Start of Block

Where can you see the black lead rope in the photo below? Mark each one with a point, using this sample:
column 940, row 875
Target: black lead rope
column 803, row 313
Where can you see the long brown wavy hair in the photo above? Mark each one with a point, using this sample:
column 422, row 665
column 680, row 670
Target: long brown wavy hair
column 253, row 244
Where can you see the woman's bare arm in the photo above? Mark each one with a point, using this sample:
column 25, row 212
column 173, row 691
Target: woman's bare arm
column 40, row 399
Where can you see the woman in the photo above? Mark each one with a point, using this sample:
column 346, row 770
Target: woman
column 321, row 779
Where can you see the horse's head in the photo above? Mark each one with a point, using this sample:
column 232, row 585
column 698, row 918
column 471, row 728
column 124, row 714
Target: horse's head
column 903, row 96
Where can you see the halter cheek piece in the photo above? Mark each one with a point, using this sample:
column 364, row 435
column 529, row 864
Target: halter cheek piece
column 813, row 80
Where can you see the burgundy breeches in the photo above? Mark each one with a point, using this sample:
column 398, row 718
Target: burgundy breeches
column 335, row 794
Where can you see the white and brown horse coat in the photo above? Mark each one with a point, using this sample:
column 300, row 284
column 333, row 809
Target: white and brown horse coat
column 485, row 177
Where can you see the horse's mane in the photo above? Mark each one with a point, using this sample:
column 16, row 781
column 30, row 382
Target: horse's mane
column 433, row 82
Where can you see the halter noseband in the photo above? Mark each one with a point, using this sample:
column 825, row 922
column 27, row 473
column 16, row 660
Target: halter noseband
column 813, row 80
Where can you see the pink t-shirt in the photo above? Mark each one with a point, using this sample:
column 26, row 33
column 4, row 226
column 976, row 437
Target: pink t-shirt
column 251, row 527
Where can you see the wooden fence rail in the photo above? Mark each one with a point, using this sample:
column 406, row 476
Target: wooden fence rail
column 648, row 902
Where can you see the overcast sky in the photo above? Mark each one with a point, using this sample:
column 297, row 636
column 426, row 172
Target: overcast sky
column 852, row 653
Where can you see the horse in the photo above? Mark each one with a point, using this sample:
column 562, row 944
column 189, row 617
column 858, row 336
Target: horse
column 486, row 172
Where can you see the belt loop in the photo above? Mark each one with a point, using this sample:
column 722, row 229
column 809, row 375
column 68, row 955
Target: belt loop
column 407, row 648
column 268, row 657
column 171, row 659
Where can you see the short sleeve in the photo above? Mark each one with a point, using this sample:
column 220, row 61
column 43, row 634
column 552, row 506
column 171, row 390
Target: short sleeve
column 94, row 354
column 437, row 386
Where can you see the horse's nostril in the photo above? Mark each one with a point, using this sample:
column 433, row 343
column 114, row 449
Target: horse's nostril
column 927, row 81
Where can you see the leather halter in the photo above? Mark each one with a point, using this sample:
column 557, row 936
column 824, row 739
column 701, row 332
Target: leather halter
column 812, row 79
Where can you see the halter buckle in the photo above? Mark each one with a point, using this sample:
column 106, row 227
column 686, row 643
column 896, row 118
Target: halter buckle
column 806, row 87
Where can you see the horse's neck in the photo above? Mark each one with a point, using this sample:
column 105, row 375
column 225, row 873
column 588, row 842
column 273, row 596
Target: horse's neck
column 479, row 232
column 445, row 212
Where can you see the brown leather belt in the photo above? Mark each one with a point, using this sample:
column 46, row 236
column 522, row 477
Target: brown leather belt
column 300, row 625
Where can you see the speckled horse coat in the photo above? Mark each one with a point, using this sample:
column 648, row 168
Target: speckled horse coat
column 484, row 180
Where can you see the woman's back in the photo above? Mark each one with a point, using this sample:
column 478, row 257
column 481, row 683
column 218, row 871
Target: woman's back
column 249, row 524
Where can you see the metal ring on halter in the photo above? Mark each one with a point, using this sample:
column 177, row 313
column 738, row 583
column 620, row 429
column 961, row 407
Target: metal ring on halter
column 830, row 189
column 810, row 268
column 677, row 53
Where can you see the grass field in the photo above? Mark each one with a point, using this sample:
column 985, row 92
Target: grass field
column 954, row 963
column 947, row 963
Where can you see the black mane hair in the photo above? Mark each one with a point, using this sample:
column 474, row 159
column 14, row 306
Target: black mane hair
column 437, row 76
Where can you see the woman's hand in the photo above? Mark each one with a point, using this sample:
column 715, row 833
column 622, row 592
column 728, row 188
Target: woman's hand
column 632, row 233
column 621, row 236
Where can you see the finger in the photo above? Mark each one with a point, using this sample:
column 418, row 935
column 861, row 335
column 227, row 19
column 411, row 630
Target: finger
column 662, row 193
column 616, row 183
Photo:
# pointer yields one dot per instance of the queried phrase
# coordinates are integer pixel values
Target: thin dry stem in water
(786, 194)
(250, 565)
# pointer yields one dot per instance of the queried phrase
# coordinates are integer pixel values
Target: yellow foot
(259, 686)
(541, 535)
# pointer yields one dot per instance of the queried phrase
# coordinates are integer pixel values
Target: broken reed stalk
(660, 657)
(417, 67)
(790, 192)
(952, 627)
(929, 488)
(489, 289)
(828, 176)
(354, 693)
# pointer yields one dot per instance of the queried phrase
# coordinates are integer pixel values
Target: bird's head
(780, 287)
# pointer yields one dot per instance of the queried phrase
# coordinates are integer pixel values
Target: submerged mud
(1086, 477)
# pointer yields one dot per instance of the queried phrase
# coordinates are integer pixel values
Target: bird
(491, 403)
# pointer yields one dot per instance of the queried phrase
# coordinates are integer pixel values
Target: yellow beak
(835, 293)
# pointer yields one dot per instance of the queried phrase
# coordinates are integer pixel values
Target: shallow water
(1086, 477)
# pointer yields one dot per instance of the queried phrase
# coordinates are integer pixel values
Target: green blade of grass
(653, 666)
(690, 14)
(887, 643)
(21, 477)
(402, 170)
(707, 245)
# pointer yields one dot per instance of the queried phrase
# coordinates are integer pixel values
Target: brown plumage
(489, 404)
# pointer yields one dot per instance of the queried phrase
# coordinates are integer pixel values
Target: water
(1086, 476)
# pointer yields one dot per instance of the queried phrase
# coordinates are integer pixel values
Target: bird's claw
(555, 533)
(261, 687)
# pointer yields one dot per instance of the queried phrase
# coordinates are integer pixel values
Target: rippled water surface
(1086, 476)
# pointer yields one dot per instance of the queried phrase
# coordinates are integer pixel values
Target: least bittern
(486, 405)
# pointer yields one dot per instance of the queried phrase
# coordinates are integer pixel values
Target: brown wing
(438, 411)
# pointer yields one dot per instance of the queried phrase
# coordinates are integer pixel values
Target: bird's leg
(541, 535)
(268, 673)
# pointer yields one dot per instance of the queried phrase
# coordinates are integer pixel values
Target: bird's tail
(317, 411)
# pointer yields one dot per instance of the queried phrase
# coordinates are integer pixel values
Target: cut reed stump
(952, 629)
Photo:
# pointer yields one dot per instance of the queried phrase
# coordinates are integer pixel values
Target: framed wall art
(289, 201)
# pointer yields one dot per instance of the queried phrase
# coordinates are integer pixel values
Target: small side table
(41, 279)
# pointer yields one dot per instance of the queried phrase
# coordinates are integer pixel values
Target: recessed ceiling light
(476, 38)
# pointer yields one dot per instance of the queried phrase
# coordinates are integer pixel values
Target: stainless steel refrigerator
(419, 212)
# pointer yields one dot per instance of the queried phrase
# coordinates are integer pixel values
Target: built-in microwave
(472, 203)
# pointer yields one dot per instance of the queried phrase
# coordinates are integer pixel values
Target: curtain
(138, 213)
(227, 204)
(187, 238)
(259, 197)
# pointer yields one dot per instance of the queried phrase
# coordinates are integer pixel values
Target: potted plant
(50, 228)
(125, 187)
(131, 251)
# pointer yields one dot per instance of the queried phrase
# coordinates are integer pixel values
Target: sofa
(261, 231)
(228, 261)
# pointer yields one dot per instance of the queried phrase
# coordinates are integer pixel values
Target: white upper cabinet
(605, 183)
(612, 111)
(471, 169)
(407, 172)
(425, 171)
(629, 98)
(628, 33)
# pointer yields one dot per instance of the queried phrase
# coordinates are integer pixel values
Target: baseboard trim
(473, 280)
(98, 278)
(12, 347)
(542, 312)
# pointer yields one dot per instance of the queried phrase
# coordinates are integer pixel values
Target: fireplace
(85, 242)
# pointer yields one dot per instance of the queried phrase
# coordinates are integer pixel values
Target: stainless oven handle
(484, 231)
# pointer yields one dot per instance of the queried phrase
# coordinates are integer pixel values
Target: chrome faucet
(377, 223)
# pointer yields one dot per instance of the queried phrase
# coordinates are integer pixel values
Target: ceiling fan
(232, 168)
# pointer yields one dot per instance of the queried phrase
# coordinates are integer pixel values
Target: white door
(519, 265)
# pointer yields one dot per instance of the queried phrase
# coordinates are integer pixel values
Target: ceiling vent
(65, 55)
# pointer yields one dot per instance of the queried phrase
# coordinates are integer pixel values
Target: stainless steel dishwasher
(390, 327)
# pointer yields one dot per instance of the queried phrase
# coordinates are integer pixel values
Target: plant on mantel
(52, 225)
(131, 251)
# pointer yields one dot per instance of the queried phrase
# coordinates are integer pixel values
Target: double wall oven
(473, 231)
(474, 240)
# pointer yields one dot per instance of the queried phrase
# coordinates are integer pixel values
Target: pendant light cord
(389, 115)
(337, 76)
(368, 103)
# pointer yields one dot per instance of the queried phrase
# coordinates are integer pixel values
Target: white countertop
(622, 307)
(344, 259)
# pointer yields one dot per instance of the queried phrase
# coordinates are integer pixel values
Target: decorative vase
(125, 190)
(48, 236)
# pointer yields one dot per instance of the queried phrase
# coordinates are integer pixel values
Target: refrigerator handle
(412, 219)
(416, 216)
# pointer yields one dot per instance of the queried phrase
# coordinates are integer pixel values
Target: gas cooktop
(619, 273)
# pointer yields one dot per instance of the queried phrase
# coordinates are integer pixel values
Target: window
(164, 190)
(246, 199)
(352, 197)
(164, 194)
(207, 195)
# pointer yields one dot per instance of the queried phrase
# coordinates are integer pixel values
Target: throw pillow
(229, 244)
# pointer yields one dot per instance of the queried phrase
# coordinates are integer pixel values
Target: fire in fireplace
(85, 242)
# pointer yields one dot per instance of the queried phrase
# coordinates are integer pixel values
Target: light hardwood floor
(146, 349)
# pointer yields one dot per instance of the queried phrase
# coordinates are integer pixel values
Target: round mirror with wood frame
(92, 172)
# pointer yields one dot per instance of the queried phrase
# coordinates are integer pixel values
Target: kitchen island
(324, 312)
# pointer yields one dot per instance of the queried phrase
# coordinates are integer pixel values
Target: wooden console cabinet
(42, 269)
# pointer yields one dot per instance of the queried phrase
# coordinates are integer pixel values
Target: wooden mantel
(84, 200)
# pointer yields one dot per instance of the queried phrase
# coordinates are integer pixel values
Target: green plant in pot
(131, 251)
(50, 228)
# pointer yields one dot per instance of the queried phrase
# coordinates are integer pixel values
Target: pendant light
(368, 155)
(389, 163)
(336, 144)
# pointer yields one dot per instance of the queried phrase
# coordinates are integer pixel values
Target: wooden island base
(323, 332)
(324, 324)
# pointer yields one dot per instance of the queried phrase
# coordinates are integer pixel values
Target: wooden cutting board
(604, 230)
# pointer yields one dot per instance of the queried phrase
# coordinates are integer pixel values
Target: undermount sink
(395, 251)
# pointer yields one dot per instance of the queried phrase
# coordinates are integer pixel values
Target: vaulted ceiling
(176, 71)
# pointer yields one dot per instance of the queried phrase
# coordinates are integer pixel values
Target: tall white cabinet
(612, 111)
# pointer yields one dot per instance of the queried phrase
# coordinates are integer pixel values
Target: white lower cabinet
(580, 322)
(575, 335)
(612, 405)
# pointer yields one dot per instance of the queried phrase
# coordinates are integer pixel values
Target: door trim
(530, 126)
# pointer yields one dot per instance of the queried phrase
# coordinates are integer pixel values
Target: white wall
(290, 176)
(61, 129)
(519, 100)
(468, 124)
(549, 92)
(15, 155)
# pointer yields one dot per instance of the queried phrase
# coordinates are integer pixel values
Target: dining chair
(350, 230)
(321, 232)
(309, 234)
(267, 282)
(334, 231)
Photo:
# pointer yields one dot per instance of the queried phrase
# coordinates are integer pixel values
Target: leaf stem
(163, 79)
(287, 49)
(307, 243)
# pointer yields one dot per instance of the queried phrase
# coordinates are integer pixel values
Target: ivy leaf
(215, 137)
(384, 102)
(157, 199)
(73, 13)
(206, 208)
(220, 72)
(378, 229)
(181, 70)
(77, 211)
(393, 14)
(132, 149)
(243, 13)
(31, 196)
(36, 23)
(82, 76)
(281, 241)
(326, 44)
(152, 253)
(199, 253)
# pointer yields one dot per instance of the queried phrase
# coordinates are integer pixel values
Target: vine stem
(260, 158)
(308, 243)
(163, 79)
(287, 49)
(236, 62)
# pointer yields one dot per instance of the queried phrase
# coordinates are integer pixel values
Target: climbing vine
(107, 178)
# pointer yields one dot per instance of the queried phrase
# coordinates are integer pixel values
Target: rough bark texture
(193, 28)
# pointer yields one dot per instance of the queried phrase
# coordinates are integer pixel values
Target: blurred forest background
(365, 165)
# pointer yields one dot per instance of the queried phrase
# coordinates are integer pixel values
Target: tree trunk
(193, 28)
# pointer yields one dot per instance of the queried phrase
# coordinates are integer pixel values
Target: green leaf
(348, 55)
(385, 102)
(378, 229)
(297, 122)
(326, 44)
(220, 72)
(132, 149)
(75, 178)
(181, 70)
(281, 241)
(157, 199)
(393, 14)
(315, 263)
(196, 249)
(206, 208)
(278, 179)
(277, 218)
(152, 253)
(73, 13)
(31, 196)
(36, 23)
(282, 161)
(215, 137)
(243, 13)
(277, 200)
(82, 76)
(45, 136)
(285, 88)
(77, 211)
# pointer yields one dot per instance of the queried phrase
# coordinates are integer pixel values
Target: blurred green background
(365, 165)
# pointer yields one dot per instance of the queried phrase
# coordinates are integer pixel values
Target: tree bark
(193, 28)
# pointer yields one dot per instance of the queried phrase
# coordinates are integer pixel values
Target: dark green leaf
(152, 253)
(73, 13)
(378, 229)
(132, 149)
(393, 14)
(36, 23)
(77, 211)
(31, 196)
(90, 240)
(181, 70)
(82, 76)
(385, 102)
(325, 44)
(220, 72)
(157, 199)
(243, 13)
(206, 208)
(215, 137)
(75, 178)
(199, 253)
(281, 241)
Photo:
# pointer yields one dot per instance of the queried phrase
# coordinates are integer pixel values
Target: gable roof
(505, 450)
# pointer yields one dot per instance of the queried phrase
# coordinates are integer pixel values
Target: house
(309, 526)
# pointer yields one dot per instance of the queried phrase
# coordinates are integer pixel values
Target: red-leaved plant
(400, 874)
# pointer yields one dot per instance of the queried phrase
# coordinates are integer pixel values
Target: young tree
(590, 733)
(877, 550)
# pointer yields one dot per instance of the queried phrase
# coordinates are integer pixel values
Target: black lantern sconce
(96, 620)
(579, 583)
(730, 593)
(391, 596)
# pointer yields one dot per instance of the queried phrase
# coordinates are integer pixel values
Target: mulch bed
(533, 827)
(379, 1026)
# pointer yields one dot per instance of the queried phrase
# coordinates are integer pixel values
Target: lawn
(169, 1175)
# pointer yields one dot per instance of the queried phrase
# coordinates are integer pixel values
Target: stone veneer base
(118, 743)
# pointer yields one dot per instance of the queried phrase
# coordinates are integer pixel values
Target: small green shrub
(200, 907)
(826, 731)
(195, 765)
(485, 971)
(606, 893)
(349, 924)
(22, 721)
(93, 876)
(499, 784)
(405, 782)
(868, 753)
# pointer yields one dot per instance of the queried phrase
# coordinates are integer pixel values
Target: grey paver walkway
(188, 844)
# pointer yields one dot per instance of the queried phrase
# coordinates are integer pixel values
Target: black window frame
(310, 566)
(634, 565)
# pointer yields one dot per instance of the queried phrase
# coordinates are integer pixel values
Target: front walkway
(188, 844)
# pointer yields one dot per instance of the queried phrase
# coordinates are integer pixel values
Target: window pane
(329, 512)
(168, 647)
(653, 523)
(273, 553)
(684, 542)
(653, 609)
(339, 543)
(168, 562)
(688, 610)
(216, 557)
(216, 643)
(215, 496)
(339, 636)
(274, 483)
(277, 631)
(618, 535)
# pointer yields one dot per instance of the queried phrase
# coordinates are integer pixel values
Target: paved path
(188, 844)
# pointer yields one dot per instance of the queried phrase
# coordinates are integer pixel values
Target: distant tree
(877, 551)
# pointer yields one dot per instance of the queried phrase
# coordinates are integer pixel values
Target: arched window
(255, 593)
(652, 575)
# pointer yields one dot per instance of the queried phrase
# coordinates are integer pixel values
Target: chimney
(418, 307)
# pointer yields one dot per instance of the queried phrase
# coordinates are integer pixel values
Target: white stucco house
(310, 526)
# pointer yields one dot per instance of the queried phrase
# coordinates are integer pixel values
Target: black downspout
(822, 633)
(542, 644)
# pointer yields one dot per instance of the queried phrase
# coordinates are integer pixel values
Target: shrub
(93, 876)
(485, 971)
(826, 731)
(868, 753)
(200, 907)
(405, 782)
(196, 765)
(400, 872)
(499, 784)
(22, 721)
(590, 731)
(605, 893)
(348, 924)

End of Block

Exercise directions -> Reproduce only the lines from the top of the material through the one bearing "column 680, row 670", each exactly as it stands.

Problem solution ->
Where can you see the black lead rope in the photo below? Mark each one with a point, using this sample:
column 940, row 875
Target: black lead rope
column 803, row 313
Where can you see the long brown wavy hair in the photo above? Mark each one with a point, using this sample:
column 422, row 665
column 680, row 670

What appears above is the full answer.